| 掲載文 |
•••

他にも中国のAlibabaが開発したQwenをベースとしてファインチューニングしたQarasuや、仏Mistral AI社が開発したMistralをベースにしたShisaShisaに対して継続事前学習とファインチューニングを行ったKarasu、StabilityAI社のJapanese Stable LM Gamma 7Bなどがある。

ベースとしている言語モデルが同じ場合、mergekitでモデルのマージが行える(?)

パラメータ数(◯B)による違い

例えばSwallowには7B、13B、70Bのバリエーションがある。
基本的にこの◯Bが大きいほど賢いと言えるがそのかわり要求されるスペックも相応のものが求められる。

base/Instructの違い

言語モデルによってはbaseモデルとInstruct(or Chat)モデルが公開されている事がある。
baseは単に入力した文章の続きを書くタイプでInstruct(Chat)モデルはユーザとの応答、やり取りに適するようbaseモデルを微調整(ファインチューニング)したモデル

言語モデルごとに指示(チャット)テンプレートがあるのでモデルに適したテンプレを使う必要がある。

いくつかあるが、LLaMA2系列だと下記の二種類が有名かな?



例えば”日本の首都は”というプロンプトに対してbaseモデルは
東京ですが、このような...
と、プロンプトの"続き"を出力する。

一方、Instruct(指示)モデルは同様のプロンプトに対して
東京です。
と、ユーザからの質問に"回答"するような出力をするように微調整されている。

量子化の種類

huggingfaceなどで有志の方が量子化したモデルを公開されている場合がある。

•••

自然言語による領域の説明:

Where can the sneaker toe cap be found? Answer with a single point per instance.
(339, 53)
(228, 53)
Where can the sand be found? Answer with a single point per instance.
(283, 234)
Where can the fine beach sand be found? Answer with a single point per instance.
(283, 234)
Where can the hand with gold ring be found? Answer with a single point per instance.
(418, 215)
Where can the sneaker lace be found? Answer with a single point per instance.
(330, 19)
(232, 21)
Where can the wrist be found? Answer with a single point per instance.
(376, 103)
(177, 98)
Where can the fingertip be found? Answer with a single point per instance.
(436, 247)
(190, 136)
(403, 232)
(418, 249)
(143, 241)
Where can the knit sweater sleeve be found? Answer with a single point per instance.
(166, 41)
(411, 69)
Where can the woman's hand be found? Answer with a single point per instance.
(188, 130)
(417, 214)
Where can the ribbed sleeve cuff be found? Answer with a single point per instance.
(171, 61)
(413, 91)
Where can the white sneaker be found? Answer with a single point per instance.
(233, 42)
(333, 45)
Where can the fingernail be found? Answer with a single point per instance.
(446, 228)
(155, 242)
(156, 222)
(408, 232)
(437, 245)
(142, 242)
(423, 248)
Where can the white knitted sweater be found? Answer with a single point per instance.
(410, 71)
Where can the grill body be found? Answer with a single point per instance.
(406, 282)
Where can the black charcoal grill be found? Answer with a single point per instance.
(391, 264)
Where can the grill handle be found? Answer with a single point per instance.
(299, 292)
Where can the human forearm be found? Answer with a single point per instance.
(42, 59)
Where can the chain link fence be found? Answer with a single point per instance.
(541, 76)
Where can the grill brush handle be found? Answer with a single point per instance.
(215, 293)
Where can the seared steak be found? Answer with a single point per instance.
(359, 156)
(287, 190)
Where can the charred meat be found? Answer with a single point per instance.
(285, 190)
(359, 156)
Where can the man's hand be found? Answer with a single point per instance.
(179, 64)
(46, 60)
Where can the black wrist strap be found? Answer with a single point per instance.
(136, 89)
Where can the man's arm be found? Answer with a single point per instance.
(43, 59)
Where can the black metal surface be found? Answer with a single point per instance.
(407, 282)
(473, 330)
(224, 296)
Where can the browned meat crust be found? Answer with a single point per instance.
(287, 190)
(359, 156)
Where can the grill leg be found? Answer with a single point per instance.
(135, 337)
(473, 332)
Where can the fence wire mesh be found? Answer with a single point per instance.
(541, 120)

•••

| 演習の目的 |
上に掲げた言語モデルの解説文を、最後の文の後から書き継ぐ。

| 解答欄 |
現時点(2024/01/26)では下記の4つが主な量子化のタイプ
量子化のタイプで迷ったらとりあえずGGUFで良いと思う

現在はGGUF形式が主流かな?

  • GGUF(旧GGML)
GPU/VRAMではなく、CPUやメインメモリで動くタイプ(※VRAMへ一部または全部をオフロードさせることもできる)
非量子化、k-量子化、i-量子化などをサポート
llama.cpp:複雑化する量子化バリエーションの整理(2024.02現在)によれば、
おすすめの量子化サイズ
性能重視の場合(VRAM容量に余裕がある場合)は、6bit量子化の"Q6_K"あたりがよいと思います。7Bモデルの場合、キャッシュを除いて5GB強のサイズで、"F16"や"Q8_0"からの性能劣化は実質的に無いとされています。
性能とサイズのバランスを取りたい場合、従来のk-量子化だと"Q4K_M"程度までなら無難とされています。iMatrix版を使えるのなら"IQ4_XS", "Q4K_S"でも十分だと思います。これらは、7Bモデルの場合、3.5GB〜4GBくらいのサイズ感です。
サイズ重視で小さめのモデルを選びたい場合は、iMatrix版が必須です。3bitの"IQ3_XXS"程度なら意外と劣化を感じにくいと思います。i-量子化で初期に導入されたクラスで、7Bモデルの場合は3GB弱のサイズ感です。2bit以下の量子化になると、劣化が着実に見え始めてくる印象があります。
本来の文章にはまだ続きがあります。